→ **Set exercise 1**
Reproduce the stretch of the NDP leadership comparison from "The Israel/Palestine issue is" through "between the front-runners.", switching "litmus test" to "touchstone" everywhere it occurs.

→ **Document section**
"""

NDP Leadership Candidate Policy Comparisons: Israel/Palestine
Feb 15, 2012

NDP Leadership Candidate Policy Comparisons: Israel/Palestine

The Israel/Palestine issue is the foreign policy issue to which politians are most expect to have a cogent answer to. It is a necessary right of passage and, for many, a litmus test for political support. Unlike many other countries and regions to which my research has not indicated extensive coverage from the NDP leadership candidates, the Israel/Palestine issue provides a wealth of commentary from the candidates over the years. It is also one of those issues where there are significant differences between the candidates and so in a contest that often tends towards homogeneity, it provides a rare opportunity to test clear disagreements between the front-runners.

My rankings are relative compared to the rest of the NDP field, not relative to other parties or the veracity of the situation.



Candidate: Peggy Nash
Relative Position: Most pro-Palestinian of the candidates

Because of its status as a litmus test issue, many offer opinions on the Israel/Palestine issue but without a deep caring or understanding of the issue. Peggy Nash has actually done legitimate legwork on the issue. In 2006, Nash traveled to Lebanon following the 2006 Israel/Lebanon war as part of the National Council on Canadian-Arab Relations. Nahsh strongly criticized the devastation wrought by the attacks believing that "the IDF had gone too far" in attacking civilians and children and decrying Canada's noncommittal reaction: "Canada could have been a voice of peace calling for a ceasefire and a negotiated agreement". Nash has called for the removal of Hezbollah from the terrorist list and believes that Hamas should be at the negotiating table. Further, Nash believes that due to Canada's pro-Israel stance in recent years that we have lost our previous status as an honest broker in the region.
Choice Quote: "[It is] up to Israel, as the much larger power, to step back [from the conflict]"



Candidate: Thomas Mulcair
Relative Position: Most pro-Israel of the candidates

There can be no mistake that Thomas Mulcair is unquestionably a partisan in the pro-Israel camp and takes a set of positions that are in many ways very similar to Stephen Harper's on this issue. Mulcair is close to the dominant pro-Israel Jewish lobby in Canada, CJPAC. He has been instrumental, as NDP deputy leader, in softening NDP criticism regarding the 2009 Gaza War and the 2010 Gaza Aid Flotilla incident, as well as the softening of the general NDP platform between 2008 and 2011 which is now devoid of policy details on this issue. Mulcair opposes the Boycott, Divestment and Sanctions movement. Perhaps most memorably, Mulcai got a lot of attention for what has been characterized as a viscous public attack against co-deputy leader Libby Davies for dubious comments she made regarding the Israel/Palestine conflict. Mulcair has stated that criticism of Israel or anti-Zionism cannot be seperated from anti-semitism.

"""

→ **Set exercise 2**
From the listing below, copy out each line that contains the string "egret". Case counts.

→ **Extracted information**
"""

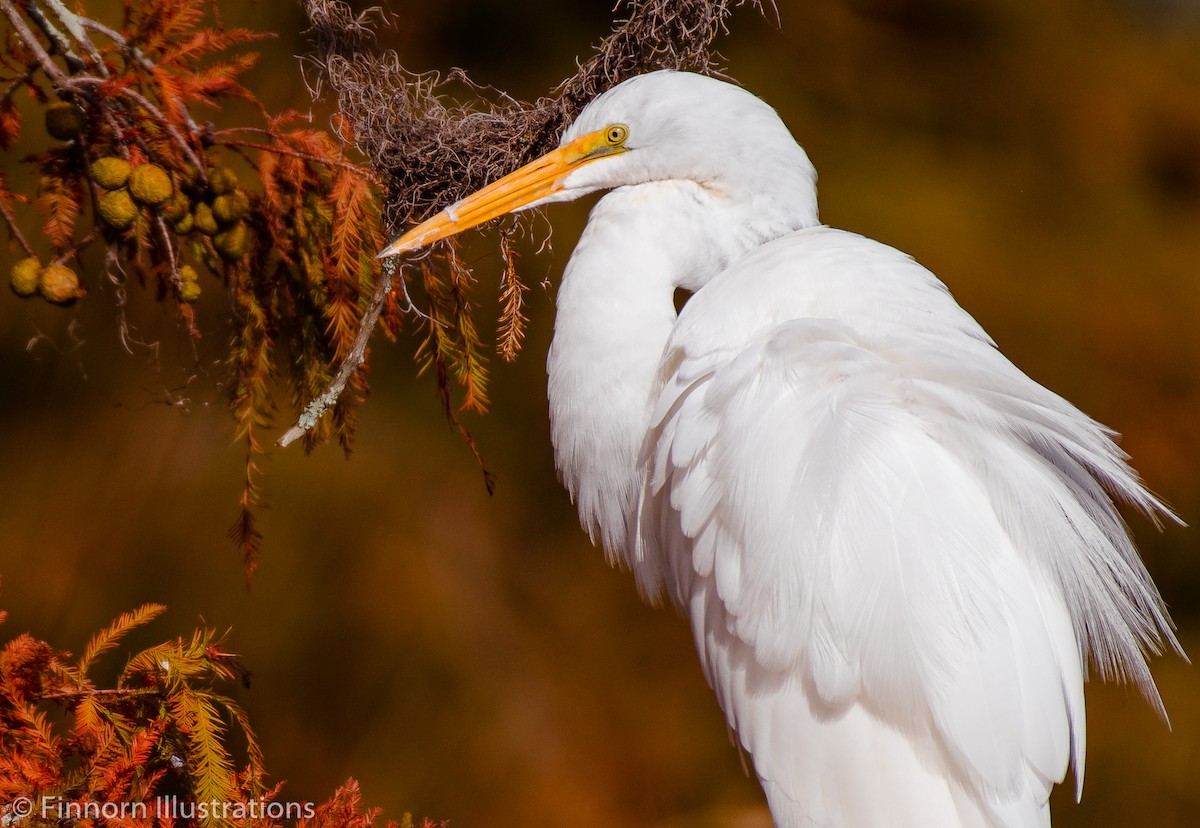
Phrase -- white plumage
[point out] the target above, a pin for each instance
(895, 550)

"""
"""

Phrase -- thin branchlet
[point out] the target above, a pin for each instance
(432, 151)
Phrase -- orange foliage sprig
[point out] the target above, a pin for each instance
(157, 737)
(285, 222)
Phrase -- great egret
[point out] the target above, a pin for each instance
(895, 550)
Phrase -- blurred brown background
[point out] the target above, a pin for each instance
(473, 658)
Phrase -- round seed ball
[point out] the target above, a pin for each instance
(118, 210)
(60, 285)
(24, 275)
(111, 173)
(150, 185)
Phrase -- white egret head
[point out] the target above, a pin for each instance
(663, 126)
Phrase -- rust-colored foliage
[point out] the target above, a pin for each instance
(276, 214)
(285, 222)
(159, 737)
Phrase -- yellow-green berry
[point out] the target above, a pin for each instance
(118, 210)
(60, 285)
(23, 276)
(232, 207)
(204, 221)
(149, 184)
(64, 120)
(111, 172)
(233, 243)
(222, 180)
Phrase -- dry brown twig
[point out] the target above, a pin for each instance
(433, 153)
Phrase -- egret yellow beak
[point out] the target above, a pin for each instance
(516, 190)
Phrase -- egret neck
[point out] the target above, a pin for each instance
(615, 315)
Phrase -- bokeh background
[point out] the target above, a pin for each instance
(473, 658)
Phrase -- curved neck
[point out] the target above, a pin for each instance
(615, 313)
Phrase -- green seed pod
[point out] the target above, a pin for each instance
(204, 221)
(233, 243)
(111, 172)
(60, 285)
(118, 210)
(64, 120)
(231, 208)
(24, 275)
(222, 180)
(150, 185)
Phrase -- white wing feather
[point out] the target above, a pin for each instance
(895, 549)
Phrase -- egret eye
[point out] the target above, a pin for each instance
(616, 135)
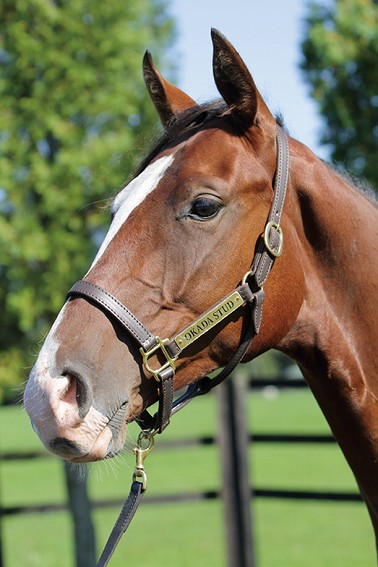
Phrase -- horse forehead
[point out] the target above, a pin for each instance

"""

→ **Written reply 1**
The Israel/Palestine issue is the foreign policy issue to which politians are most expect to have a cogent answer to. It is a necessary right of passage and, for many, a touchstone for political support. Unlike many other countries and regions to which my research has not indicated extensive coverage from the NDP leadership candidates, the Israel/Palestine issue provides a wealth of commentary from the candidates over the years. It is also one of those issues where there are significant differences between the candidates and so in a contest that often tends towards homogeneity, it provides a rare opportunity to test clear disagreements between the front-runners.

→ **Written reply 2**
Phrase -- great egret
Phrase -- white egret head
Phrase -- egret yellow beak
Phrase -- egret neck
Phrase -- egret eye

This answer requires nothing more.